» Consegna 1:
Individua nei record sotto ogni riga in cui compare la parola "person" e ricopiala per intero.

##### Estratto della fonte #####

Recensione: Lonely People with Power

Sono diverse le correnti di pensiero che orbitano attorno alla carriera dei Deafheaven: c’è chi li considera come una filiale dell’Eridania, chi non li considera nemmeno black metal, chi li vede come un prodotto per hipster e c’è anche chi pensa che esista il metal prima e dopo Sunbather. Cosa succede, poi, se a una band fortemente divisiva si allineano i pianeti al quindicesimo anno di carriera? Lonely People with Power è la risposta. La band di San Francisco viene affiancata, per questo nuovo lavoro, da una certa Roadrunner Records, che centra perfettamente il bersaglio e può già pregustare una lunga serie di ristampe.
Il sesto album dei Deafheaven è un’opera difficile da assimilare quanto da descrivere: ci vogliono tempo, dedizione e serve fermare la bulimica vita moderna in favore di qualcosa che ha bisogno di essere assaporato con calma. Si deve arrivare a casa, spegnere le luci, premere play ed entrare in quello che è un mondo a sé stante con tutte le sue leggi e i suoi microcosmi. La tracklist supera di poco l’ora ed è ripartita in dodici tracce con tre intermezzi chiamati Incidental.
Quello che si sprigiona dalle casse ad ogni passaggio è una band in completo e totale stato di grazia. Lonely People with Power è artisticamente un lavoro mostruoso e con una maturità che sarà difficile da bissare in futuro. Le composizioni sono lunghe, stratificate, varie e arrangiate in maniera sopraffina; su tutto spicca poi lo scream lacerante di George Clarke, ormai un vero e proprio marchio di fabbrica in casa Deafheaven.

##### Record estratti #####

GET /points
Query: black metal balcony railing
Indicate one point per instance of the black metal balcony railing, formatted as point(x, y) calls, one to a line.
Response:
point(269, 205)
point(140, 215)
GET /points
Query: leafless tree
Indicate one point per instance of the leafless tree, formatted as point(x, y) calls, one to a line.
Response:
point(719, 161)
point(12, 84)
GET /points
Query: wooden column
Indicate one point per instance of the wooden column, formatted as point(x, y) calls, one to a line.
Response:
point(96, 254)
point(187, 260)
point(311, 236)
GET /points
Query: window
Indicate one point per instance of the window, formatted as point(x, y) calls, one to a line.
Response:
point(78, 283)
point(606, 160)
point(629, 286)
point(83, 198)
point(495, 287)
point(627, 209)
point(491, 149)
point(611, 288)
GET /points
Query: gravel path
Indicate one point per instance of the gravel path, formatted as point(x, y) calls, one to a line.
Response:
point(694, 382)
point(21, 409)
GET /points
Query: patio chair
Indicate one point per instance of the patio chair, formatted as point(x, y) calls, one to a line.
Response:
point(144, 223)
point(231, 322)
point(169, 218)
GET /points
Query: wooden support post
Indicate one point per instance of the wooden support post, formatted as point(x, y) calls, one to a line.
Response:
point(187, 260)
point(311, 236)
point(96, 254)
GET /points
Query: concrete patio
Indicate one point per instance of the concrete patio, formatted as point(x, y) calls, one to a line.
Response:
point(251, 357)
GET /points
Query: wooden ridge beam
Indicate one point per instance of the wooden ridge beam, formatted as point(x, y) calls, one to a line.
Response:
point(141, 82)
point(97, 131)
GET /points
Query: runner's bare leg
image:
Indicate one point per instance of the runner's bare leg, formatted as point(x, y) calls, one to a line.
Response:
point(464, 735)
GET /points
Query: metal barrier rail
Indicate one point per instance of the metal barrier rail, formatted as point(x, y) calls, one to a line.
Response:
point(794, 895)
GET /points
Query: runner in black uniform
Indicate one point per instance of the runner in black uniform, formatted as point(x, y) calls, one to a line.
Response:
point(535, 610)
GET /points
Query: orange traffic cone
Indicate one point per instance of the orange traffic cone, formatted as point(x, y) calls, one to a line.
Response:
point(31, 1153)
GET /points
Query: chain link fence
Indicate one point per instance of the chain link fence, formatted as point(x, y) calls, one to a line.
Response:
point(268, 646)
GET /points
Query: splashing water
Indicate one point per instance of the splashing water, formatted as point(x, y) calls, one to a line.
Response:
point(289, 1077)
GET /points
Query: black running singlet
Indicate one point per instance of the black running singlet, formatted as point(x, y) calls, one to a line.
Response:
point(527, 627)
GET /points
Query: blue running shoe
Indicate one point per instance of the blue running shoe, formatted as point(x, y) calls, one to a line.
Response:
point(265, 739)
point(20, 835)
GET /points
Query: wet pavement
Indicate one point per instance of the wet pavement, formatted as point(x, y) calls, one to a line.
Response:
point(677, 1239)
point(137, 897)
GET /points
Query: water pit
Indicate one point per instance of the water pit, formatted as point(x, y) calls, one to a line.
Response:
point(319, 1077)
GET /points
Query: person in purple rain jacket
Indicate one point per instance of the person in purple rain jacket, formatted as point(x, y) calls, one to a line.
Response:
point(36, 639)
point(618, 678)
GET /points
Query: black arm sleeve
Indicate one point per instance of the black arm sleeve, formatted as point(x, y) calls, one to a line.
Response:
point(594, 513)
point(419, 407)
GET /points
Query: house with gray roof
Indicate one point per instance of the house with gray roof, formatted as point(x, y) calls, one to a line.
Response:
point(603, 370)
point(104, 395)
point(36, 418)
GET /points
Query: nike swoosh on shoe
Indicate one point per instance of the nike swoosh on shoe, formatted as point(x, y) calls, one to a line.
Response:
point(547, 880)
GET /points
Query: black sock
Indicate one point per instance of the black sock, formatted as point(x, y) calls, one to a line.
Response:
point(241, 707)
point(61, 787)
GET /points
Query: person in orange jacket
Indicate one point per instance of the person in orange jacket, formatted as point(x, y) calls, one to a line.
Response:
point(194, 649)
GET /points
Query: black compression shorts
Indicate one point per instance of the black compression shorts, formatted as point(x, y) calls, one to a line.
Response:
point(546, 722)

#####

» Consegna 2:
Stabilisci se ciascuna affermazione concorda con l'estratto riportato sopra, rispondendo sì o no e citando testualmente le parole che lo decidono: (a) l'album comprende dodici tracce, fra cui tre intermezzi chiamati Incidental; (b) Lonely People with Power è il quinto album dei Deafheaven; (c) per questo lavoro la band è affiancata da Roadrunner Records.

» Risposta scritta 1:
Query: person in purple rain jacket
Indicate one point per instance of the person in purple rain jacket, formatted as point(x, y) calls, one to a line.
Query: person in orange jacket
Indicate one point per instance of the person in orange jacket, formatted as point(x, y) calls, one to a line.

» Risposta scritta 2:
(a) Sì: «è ripartita in dodici tracce con tre intermezzi chiamati Incidental».
(b) No: «Il sesto album dei Deafheaven».
(c) Sì: «viene affiancata, per questo nuovo lavoro, da una certa Roadrunner Records».